--- BEGIN ---

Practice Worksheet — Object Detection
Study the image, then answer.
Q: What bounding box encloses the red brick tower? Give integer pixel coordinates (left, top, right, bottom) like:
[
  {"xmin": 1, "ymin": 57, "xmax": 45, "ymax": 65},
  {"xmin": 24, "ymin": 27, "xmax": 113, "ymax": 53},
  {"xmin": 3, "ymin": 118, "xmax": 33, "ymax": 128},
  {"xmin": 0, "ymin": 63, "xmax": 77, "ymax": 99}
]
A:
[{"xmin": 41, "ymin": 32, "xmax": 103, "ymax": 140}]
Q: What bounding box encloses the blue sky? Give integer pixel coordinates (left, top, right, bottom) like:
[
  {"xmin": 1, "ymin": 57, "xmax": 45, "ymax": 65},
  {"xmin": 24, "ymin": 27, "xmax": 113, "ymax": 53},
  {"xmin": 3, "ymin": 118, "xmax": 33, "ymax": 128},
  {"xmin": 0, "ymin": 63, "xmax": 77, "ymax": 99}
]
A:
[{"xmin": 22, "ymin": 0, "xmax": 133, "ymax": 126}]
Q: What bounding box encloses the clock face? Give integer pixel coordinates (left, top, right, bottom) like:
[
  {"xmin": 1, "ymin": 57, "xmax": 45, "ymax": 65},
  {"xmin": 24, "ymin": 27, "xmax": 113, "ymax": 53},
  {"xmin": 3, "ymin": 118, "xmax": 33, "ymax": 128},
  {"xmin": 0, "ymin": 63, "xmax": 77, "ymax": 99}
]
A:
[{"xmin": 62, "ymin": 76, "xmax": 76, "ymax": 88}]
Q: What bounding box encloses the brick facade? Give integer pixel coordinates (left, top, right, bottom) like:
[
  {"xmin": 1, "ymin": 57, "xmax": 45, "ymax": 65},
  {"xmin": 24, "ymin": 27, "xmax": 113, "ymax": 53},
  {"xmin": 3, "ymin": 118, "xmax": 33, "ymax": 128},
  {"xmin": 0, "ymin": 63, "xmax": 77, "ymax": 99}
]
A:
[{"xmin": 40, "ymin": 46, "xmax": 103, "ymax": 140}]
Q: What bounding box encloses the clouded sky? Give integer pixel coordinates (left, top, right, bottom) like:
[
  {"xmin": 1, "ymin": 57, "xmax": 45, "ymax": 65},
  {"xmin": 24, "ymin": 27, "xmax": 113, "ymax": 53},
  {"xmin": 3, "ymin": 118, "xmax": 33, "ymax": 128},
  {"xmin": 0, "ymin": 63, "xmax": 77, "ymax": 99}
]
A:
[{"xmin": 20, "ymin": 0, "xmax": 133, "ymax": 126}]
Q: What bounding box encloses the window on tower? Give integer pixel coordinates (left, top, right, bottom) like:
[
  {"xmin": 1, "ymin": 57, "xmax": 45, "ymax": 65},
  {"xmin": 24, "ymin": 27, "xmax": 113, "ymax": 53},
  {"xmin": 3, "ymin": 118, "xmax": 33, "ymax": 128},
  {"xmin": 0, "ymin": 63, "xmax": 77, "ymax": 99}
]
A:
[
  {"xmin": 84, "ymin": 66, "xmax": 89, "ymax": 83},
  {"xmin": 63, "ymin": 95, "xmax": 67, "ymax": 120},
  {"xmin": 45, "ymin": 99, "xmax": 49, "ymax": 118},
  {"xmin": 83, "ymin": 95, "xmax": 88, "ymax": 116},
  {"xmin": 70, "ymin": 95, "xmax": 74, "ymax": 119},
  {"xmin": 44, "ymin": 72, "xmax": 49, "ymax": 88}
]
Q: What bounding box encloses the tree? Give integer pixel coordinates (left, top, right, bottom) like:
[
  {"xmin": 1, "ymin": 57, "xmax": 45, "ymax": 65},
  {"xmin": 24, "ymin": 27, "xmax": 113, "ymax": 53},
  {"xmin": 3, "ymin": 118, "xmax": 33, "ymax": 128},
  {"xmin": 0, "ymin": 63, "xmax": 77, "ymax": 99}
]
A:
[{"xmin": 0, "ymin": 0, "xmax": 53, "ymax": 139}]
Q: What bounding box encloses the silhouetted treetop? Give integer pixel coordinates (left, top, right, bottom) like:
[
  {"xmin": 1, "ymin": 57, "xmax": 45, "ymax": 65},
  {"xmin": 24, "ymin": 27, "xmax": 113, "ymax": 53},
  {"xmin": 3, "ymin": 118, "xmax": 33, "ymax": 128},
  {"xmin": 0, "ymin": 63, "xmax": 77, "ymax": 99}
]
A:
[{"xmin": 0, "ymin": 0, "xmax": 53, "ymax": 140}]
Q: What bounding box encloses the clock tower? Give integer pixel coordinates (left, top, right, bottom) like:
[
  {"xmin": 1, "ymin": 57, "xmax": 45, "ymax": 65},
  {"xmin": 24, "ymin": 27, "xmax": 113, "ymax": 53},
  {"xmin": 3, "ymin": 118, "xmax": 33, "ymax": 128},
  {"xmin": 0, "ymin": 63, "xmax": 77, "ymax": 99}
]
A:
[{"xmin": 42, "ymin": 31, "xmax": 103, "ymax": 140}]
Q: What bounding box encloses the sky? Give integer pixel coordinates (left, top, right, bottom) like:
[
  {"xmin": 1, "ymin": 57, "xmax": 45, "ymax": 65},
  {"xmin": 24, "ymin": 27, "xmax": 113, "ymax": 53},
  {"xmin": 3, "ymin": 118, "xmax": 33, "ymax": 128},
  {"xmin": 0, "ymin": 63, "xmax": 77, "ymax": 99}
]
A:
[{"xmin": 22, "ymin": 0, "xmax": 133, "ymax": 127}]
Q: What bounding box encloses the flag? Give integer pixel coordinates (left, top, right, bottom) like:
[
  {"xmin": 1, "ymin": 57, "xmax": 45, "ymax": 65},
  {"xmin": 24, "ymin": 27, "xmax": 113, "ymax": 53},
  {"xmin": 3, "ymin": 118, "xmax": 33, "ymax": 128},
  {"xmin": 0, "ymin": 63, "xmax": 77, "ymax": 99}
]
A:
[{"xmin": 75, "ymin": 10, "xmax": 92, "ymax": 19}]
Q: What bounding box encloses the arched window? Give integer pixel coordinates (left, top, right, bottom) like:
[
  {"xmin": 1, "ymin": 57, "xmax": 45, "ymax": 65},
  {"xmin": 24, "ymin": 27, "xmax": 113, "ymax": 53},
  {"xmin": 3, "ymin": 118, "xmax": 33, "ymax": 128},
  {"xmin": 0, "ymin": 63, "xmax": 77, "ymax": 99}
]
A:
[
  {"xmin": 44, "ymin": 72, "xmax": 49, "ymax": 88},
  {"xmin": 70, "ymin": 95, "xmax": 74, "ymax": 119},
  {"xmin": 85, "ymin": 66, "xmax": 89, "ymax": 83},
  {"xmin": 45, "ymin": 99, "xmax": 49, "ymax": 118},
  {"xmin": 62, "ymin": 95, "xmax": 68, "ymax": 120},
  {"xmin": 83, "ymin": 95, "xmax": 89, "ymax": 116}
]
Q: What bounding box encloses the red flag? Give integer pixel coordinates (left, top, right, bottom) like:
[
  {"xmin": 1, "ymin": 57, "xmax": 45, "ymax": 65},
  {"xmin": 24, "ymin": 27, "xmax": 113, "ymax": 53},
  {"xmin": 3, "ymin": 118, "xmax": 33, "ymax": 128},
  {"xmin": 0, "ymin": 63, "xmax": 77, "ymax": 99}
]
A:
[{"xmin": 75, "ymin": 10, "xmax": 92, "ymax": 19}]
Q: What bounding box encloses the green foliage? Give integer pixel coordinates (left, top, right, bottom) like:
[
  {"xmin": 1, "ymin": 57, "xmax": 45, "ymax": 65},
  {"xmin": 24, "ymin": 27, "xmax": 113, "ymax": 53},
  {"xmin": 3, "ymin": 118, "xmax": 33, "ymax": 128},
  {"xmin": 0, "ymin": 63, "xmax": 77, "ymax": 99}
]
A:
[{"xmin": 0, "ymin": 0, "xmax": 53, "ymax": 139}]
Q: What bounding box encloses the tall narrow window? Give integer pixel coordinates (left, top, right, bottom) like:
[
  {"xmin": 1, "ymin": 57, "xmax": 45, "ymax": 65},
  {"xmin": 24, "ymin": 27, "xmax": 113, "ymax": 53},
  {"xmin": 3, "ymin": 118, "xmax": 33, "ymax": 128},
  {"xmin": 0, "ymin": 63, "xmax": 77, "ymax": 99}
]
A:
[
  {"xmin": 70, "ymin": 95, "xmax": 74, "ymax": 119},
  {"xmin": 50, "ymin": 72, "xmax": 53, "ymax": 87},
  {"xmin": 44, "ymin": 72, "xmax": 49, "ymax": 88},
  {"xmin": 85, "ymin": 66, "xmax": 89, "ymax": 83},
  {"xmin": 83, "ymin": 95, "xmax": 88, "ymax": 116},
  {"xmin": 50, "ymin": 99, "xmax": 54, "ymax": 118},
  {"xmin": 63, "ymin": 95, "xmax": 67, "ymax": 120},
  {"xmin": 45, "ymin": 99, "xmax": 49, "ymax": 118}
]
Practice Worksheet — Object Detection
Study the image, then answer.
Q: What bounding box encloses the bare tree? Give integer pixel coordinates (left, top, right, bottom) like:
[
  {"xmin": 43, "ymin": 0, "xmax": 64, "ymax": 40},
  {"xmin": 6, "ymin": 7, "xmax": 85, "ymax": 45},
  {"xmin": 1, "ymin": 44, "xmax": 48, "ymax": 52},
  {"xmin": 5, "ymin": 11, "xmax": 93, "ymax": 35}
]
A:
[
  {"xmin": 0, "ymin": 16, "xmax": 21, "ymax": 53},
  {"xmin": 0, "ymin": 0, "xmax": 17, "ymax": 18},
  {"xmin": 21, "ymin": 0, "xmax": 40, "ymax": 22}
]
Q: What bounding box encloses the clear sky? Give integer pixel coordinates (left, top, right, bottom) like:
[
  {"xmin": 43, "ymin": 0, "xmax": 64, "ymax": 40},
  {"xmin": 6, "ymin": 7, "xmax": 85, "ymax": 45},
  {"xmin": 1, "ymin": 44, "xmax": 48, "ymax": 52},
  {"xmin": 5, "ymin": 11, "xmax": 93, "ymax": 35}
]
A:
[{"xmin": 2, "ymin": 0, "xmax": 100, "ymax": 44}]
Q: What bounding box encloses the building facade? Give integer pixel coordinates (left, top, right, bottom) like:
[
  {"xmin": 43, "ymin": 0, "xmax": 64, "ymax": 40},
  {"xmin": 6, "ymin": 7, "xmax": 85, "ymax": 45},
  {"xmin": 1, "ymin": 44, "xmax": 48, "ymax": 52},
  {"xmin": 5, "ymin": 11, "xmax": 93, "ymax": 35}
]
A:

--- END ---

Task statement: Give exactly the lines from the one with "Q: What bounding box encloses the clear" to the end of the entries, nothing before them.

Written reply:
Q: What bounding box encloses the clear sky? Give integer pixel coordinates (left, top, right, bottom) like:
[
  {"xmin": 43, "ymin": 0, "xmax": 64, "ymax": 40},
  {"xmin": 6, "ymin": 7, "xmax": 85, "ymax": 45},
  {"xmin": 1, "ymin": 44, "xmax": 48, "ymax": 52},
  {"xmin": 5, "ymin": 11, "xmax": 93, "ymax": 35}
]
A:
[{"xmin": 2, "ymin": 0, "xmax": 100, "ymax": 44}]
Q: What bounding box encloses the building facade? Give integer pixel coordinates (left, top, right, bottom) like:
[
  {"xmin": 43, "ymin": 0, "xmax": 64, "ymax": 40},
  {"xmin": 6, "ymin": 7, "xmax": 85, "ymax": 45},
  {"xmin": 1, "ymin": 44, "xmax": 48, "ymax": 52},
  {"xmin": 5, "ymin": 11, "xmax": 93, "ymax": 35}
]
A:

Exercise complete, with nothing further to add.